> [EXERCISE PROMPT] In the copy, keep every record exact and leave out all images.

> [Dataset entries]
--- START ---
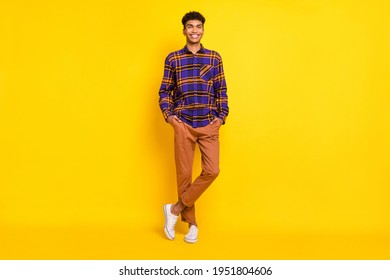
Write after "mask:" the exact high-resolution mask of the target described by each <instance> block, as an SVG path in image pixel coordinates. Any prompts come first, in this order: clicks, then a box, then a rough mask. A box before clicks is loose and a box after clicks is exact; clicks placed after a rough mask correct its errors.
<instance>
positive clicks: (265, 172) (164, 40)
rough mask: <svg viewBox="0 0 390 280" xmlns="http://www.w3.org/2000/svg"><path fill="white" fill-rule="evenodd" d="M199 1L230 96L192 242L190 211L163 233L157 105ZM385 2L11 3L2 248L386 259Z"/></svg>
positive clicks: (30, 253)
mask: <svg viewBox="0 0 390 280" xmlns="http://www.w3.org/2000/svg"><path fill="white" fill-rule="evenodd" d="M191 2H193V3H191ZM190 10H198V11H200V12H202V13H203V14H204V15H205V17H206V19H207V20H206V25H205V35H204V37H203V44H204V46H205V47H206V48H210V49H214V50H217V51H218V52H219V53H220V54H221V55H222V57H223V60H224V66H225V72H226V77H227V83H228V95H229V102H230V103H229V105H230V110H231V111H230V115H229V117H228V119H227V123H226V125H225V126H223V127H222V129H221V174H220V176H219V177H218V179H217V180H216V181H215V183H214V184H213V185H212V187H211V188H210V189H209V190H208V191H207V192H206V193H205V194H204V195H203V196H202V197H201V199H200V200H199V202H198V203H197V206H198V207H197V208H198V222H199V224H200V241H199V243H198V244H196V245H189V244H186V243H184V242H183V241H182V240H181V239H182V238H183V236H184V234H185V231H186V228H185V225H183V224H182V223H180V224H179V225H178V229H177V240H175V241H173V242H171V241H168V240H166V239H165V238H164V235H163V230H162V227H163V214H162V205H163V204H164V203H167V202H173V201H174V200H175V198H176V187H175V171H174V162H173V142H172V141H173V138H172V137H173V135H172V129H171V128H170V127H169V125H167V124H166V123H165V122H164V120H163V118H162V114H161V112H160V110H159V107H158V89H159V86H160V82H161V78H162V73H163V62H164V59H165V56H166V55H167V54H168V53H169V52H171V51H173V50H177V49H180V48H182V47H183V46H184V43H185V38H184V37H183V35H182V33H181V31H182V26H181V18H182V16H183V15H184V14H185V13H186V12H188V11H190ZM389 14H390V5H389V2H388V1H385V0H383V1H380V0H370V1H369V0H367V1H352V0H351V1H346V0H345V1H338V0H318V1H314V0H313V1H309V0H296V1H293V0H243V1H226V0H219V1H195V2H194V1H171V0H169V1H155V2H144V1H136V2H133V1H121V0H111V1H86V0H85V1H80V0H78V1H75V0H71V1H62V0H61V1H49V0H46V1H11V0H3V1H1V4H0V40H1V43H0V237H1V245H0V258H1V259H388V258H390V219H389V216H390V203H389V198H390V188H389V187H390V184H389V183H390V175H389V166H390V160H389V158H390V144H389V143H390V142H389V141H390V133H389V129H390V110H389V109H390V97H389V93H390V82H389V77H390V67H389V65H390V20H389V18H390V17H389ZM196 156H197V158H196V159H195V166H194V172H196V173H199V172H200V166H199V163H200V161H199V158H198V157H199V153H197V155H196Z"/></svg>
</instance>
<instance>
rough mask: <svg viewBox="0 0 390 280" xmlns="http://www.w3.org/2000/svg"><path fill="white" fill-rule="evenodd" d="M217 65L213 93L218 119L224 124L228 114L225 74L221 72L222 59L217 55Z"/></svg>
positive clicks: (216, 66) (227, 105) (226, 86)
mask: <svg viewBox="0 0 390 280" xmlns="http://www.w3.org/2000/svg"><path fill="white" fill-rule="evenodd" d="M217 57H218V64H217V66H216V72H215V77H214V91H215V98H216V104H217V111H218V118H220V119H222V120H223V123H225V120H226V117H227V116H228V114H229V106H228V97H227V93H226V92H227V86H226V80H225V73H224V71H223V63H222V58H221V57H220V56H219V55H218V56H217Z"/></svg>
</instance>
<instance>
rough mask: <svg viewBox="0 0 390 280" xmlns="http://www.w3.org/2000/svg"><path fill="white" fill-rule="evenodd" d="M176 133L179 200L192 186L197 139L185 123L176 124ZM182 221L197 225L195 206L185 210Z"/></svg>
mask: <svg viewBox="0 0 390 280" xmlns="http://www.w3.org/2000/svg"><path fill="white" fill-rule="evenodd" d="M174 131H175V144H174V146H175V163H176V180H177V192H178V197H179V200H181V196H182V194H183V193H184V192H185V191H186V190H187V189H188V188H189V187H190V186H191V183H192V166H193V160H194V153H195V145H196V138H195V136H194V135H191V133H190V132H189V130H188V128H187V126H186V125H185V124H184V123H176V124H175V125H174ZM181 219H182V221H185V222H187V223H190V224H196V218H195V206H194V205H191V206H190V207H186V208H184V210H183V211H182V212H181Z"/></svg>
--- END ---
> [RESULT OF THE TASK]
Write after "mask:" the exact high-resolution mask of the target described by each <instance> block, as an SVG path in image pixel coordinates. Any prompts come first, in this order: clicks, then a box, then a rough mask. A box before clicks is loose and a box after clicks is exact; clicks placed after a rough mask correct its errors.
<instance>
positive clicks: (265, 172) (164, 40)
rough mask: <svg viewBox="0 0 390 280" xmlns="http://www.w3.org/2000/svg"><path fill="white" fill-rule="evenodd" d="M199 1L230 96L192 242L190 211L163 233L157 105ZM385 2L11 3L2 248L386 259Z"/></svg>
positive clicks: (30, 253)
mask: <svg viewBox="0 0 390 280" xmlns="http://www.w3.org/2000/svg"><path fill="white" fill-rule="evenodd" d="M191 2H193V3H191ZM190 10H198V11H200V12H202V13H203V14H204V15H205V17H206V19H207V20H206V25H205V35H204V37H203V44H204V46H205V47H206V48H210V49H214V50H217V51H218V52H219V53H220V54H221V55H222V57H223V60H224V66H225V72H226V77H227V83H228V95H229V102H230V103H229V105H230V110H231V111H230V115H229V117H228V119H227V123H226V125H225V126H223V127H222V129H221V174H220V176H219V177H218V179H217V180H216V181H215V183H214V184H213V185H212V187H211V188H210V189H209V190H208V191H207V192H206V193H205V194H204V195H203V196H202V197H201V199H200V200H199V202H198V203H197V206H198V207H197V208H198V222H199V224H200V241H199V243H198V244H196V245H189V244H186V243H184V242H183V241H182V240H181V239H182V238H183V236H184V234H185V231H186V228H185V225H183V224H182V223H180V224H179V225H178V229H177V240H175V241H173V242H171V241H168V240H166V239H165V238H164V235H163V230H162V227H163V214H162V205H163V204H164V203H167V202H173V201H174V200H175V198H176V187H175V171H174V162H173V142H172V141H173V138H172V137H173V135H172V129H171V128H170V127H169V125H167V124H166V123H165V122H164V120H163V118H162V114H161V112H160V110H159V107H158V89H159V86H160V82H161V78H162V73H163V62H164V59H165V56H166V55H167V54H168V53H169V52H171V51H173V50H177V49H180V48H182V47H183V46H184V43H185V38H184V37H183V35H182V33H181V31H182V26H181V18H182V16H183V15H184V14H185V13H186V12H188V11H190ZM389 14H390V5H389V2H388V1H385V0H383V1H380V0H370V1H369V0H367V1H352V0H351V1H346V0H345V1H338V0H318V1H314V0H313V1H309V0H296V1H293V0H243V1H226V0H219V1H195V2H194V1H171V0H169V1H155V2H144V1H136V2H133V1H121V0H111V1H86V0H85V1H80V0H78V1H75V0H71V1H62V0H61V1H49V0H46V1H11V0H3V1H1V4H0V40H1V43H0V237H1V245H0V258H1V259H388V258H390V219H389V216H390V203H389V198H390V188H389V187H390V184H389V183H390V175H389V166H390V160H389V158H390V144H389V143H390V142H389V141H390V133H389V129H390V110H389V109H390V97H389V93H390V82H389V77H390V67H389V65H390V20H389V18H390V17H389ZM196 156H197V158H196V159H195V166H194V172H196V173H199V172H200V166H199V163H200V161H199V158H198V157H199V153H197V155H196Z"/></svg>
</instance>
<instance>
rough mask: <svg viewBox="0 0 390 280" xmlns="http://www.w3.org/2000/svg"><path fill="white" fill-rule="evenodd" d="M217 65L213 93L218 119L224 124L228 114L225 74L221 72L222 59L217 55Z"/></svg>
positive clicks: (216, 66) (227, 105) (226, 86)
mask: <svg viewBox="0 0 390 280" xmlns="http://www.w3.org/2000/svg"><path fill="white" fill-rule="evenodd" d="M217 57H218V64H217V66H216V72H215V77H214V91H215V98H216V104H217V111H218V118H220V119H222V120H223V123H225V120H226V117H227V116H228V114H229V106H228V97H227V93H226V92H227V86H226V80H225V73H224V71H223V63H222V58H221V57H220V56H219V55H218V56H217Z"/></svg>
</instance>
<instance>
rough mask: <svg viewBox="0 0 390 280" xmlns="http://www.w3.org/2000/svg"><path fill="white" fill-rule="evenodd" d="M176 133L179 200L192 186L197 139L185 123L176 124ZM182 221L197 225L195 206L185 210Z"/></svg>
mask: <svg viewBox="0 0 390 280" xmlns="http://www.w3.org/2000/svg"><path fill="white" fill-rule="evenodd" d="M174 131H175V144H174V146H175V163H176V180H177V192H178V197H179V200H181V196H182V194H183V193H184V192H185V191H186V190H187V189H188V188H189V187H190V186H191V183H192V166H193V160H194V153H195V145H196V138H195V136H194V135H191V133H190V132H189V130H188V128H187V126H186V125H185V124H184V123H176V124H175V125H174ZM181 219H182V221H185V222H187V223H190V224H196V218H195V206H194V205H191V206H190V207H186V208H184V210H183V211H182V212H181Z"/></svg>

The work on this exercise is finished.